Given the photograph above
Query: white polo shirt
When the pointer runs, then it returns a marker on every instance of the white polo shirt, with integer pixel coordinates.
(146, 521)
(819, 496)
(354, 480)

=====

**REQUIREMENT**. Exactly the lines from the one that holds "Query: white polo shirt" through the final line of the records above should be written out, and only those.

**PROBLEM SOLUTION**.
Query: white polo shirt
When the pointer runs, then it returns a marker on every instance of the white polo shirt, with integer pixel coordinates.
(146, 521)
(819, 496)
(354, 480)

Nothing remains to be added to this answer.